**** Exercise material ****
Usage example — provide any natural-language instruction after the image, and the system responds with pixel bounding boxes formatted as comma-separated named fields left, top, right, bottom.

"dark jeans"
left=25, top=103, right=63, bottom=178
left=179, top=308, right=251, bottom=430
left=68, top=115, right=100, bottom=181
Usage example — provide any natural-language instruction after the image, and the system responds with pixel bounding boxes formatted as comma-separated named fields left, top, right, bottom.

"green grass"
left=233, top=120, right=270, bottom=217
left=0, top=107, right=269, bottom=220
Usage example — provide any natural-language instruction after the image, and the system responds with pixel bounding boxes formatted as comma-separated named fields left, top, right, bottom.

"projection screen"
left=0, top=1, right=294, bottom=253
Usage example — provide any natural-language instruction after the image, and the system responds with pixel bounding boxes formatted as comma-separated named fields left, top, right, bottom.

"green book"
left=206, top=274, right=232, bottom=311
****
Work task → Taking care to match every character, output all of the entries above.

Completed exercise →
Usage example — provide any natural-language instruction after the image, and the system responds with pixel bounding boxes formatted as comma-separated named fields left, top, right, bottom.

"dark jeans"
left=25, top=103, right=63, bottom=178
left=179, top=308, right=251, bottom=430
left=68, top=115, right=100, bottom=181
Usage example — provide any natural-language instruction after the image, and the system responds with pixel bounding boxes formatted as comma-separated named fields left, top, right, bottom.

"green grass"
left=233, top=120, right=270, bottom=217
left=0, top=107, right=269, bottom=220
Usage example — provide any natural-language instruction after the image, and the system responds with pixel bounding boxes formatted as comma-separated named fields left, top, right, bottom.

"projection screen"
left=0, top=1, right=294, bottom=253
Usage example — provide any natural-language instruction after the image, and the system responds with pixel bounding boxes formatted as comma-separated named fields left, top, right, bottom.

"green book"
left=206, top=274, right=232, bottom=311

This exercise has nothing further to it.